(Items listed in a dataset)
+===+

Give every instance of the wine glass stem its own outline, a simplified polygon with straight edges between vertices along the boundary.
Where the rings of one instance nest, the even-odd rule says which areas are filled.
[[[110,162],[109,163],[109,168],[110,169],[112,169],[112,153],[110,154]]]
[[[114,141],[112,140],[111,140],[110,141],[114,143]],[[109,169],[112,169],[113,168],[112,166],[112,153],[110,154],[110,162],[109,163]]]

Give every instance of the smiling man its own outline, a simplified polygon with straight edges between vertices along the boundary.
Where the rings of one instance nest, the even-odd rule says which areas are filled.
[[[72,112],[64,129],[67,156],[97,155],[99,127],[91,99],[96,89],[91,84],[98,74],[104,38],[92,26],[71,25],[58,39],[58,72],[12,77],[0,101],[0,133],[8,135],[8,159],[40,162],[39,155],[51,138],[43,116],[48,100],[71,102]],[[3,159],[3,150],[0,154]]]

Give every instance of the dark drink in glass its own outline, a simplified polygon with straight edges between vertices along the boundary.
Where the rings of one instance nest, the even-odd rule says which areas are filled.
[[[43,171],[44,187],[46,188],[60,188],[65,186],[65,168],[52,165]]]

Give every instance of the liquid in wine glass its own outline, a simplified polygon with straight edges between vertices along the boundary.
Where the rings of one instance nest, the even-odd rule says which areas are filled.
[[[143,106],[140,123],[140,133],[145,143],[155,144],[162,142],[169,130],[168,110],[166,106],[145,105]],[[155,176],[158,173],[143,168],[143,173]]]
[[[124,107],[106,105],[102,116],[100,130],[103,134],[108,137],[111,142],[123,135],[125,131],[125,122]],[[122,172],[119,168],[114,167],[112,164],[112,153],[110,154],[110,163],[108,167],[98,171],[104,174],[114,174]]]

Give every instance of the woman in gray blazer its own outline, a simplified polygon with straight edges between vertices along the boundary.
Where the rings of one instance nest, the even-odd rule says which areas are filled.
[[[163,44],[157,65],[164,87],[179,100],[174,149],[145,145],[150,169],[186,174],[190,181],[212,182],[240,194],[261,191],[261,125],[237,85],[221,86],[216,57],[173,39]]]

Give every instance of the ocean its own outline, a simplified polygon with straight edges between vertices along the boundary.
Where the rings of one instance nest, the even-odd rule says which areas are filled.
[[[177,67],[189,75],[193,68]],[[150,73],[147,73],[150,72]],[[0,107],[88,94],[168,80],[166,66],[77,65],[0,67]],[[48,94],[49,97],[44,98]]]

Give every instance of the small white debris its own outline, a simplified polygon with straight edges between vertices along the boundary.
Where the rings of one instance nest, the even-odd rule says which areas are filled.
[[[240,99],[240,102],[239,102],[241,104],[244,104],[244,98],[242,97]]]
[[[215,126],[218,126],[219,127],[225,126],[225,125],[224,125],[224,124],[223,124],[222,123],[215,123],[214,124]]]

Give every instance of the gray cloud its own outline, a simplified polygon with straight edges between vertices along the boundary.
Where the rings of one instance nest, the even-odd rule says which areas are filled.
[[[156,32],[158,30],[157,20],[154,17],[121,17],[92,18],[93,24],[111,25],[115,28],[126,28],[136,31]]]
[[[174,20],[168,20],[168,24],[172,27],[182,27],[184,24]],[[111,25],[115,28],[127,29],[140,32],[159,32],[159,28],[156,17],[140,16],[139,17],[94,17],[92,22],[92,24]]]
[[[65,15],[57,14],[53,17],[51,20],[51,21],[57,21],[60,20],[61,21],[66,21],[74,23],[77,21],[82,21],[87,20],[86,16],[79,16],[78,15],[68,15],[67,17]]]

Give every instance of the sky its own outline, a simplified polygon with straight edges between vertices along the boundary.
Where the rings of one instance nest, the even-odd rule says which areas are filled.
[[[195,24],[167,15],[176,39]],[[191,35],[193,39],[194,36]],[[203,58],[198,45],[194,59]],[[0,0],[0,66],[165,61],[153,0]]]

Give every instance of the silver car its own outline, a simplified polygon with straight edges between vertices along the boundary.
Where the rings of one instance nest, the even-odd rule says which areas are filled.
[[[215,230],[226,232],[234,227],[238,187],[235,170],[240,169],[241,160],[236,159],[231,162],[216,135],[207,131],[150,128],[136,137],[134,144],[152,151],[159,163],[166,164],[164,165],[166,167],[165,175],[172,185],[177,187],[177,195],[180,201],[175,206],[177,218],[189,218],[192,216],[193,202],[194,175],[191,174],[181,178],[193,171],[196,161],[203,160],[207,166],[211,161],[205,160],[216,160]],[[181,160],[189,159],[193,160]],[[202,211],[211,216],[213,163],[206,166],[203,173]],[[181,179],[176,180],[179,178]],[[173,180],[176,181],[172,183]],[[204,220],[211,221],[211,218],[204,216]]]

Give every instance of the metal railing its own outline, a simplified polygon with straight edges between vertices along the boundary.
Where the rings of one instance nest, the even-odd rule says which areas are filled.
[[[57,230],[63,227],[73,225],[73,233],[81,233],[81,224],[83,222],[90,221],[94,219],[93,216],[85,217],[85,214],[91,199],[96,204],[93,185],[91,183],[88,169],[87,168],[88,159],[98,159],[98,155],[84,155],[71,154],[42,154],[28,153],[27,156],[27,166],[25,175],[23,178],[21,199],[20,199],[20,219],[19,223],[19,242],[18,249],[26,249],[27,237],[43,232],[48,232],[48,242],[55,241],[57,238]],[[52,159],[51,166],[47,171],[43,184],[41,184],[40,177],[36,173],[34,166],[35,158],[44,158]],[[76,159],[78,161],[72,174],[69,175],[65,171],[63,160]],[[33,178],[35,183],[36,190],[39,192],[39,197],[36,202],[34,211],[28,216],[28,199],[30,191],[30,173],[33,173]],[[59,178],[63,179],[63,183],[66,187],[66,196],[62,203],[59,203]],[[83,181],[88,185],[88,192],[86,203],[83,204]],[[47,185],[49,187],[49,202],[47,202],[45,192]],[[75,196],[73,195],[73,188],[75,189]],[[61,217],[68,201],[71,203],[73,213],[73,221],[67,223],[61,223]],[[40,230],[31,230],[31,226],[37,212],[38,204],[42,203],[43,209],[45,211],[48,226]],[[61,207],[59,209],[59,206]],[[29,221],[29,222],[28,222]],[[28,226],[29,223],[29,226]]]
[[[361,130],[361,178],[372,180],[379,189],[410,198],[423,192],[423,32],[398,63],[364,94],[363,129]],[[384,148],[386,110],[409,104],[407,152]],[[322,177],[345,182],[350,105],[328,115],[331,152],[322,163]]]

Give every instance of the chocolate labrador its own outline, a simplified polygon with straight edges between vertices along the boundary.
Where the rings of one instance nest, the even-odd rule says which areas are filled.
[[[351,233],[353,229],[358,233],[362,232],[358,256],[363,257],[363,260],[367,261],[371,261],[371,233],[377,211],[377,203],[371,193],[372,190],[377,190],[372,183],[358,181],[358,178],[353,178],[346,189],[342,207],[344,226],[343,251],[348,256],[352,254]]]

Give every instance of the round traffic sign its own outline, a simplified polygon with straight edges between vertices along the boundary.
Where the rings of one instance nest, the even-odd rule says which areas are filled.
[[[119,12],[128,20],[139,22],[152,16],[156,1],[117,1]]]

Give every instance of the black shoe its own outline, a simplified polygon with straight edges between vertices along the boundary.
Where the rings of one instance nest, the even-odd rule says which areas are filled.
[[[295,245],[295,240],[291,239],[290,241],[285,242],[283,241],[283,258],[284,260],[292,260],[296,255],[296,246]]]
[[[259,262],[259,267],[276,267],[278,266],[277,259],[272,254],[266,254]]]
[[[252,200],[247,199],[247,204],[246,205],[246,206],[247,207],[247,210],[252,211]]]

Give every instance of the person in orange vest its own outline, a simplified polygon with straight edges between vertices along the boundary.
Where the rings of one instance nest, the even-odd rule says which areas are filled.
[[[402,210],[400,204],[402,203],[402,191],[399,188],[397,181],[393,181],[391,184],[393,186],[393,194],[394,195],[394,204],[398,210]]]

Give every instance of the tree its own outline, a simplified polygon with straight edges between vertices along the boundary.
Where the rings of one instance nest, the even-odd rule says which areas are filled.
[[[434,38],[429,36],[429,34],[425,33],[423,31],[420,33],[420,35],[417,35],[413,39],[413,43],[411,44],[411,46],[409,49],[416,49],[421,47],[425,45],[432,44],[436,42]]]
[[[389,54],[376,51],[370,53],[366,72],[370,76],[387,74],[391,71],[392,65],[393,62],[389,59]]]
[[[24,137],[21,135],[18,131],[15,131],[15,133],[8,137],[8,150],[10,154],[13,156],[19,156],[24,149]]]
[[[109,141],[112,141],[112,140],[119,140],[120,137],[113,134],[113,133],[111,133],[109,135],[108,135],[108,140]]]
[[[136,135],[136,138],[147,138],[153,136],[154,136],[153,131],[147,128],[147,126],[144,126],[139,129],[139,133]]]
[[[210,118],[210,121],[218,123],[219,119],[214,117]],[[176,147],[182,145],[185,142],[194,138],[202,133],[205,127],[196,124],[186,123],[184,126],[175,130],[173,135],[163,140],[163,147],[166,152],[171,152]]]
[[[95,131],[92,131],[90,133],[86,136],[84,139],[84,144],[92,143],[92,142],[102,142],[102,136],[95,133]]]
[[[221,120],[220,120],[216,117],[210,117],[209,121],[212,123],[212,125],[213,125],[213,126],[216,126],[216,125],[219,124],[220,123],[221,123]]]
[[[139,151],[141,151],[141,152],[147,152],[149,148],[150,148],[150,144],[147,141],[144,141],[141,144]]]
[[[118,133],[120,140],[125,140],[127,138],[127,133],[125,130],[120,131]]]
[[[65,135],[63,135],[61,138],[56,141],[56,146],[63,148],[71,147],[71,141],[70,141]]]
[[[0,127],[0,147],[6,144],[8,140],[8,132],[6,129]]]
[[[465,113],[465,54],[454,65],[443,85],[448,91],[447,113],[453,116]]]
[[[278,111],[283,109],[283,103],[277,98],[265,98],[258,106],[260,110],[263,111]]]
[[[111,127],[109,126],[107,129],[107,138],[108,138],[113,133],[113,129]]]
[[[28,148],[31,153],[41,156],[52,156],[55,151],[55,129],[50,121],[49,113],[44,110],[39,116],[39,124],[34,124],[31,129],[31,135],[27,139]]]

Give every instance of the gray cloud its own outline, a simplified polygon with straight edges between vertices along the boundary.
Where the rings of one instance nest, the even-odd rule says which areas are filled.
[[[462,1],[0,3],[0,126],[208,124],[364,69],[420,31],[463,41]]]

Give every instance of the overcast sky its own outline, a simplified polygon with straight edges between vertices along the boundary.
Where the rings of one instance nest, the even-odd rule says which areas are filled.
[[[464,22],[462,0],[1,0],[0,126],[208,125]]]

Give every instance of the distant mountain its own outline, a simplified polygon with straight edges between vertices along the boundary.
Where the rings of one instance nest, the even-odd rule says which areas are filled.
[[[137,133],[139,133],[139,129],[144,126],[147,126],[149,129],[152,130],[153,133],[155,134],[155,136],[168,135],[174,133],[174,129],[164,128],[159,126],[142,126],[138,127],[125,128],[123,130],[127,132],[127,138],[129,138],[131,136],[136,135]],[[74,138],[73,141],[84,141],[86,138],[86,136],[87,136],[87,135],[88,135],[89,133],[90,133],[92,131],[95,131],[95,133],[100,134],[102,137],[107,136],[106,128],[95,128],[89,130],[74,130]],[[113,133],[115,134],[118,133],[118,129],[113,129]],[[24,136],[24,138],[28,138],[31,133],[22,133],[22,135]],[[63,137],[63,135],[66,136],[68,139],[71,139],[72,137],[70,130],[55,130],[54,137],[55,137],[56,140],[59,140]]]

+===+

SHORT PROBLEM
Find every line in the entries above that contains the word "wine", and copy each of those lines in full.

RIGHT ANSWER
Give every instance of the wine glass stem its own outline, a simplified polygon with straight edges between vertices along the boundary.
Give every instance of the liquid in wine glass its own outline, a simplified polygon with straight edges between vertices along the boundary.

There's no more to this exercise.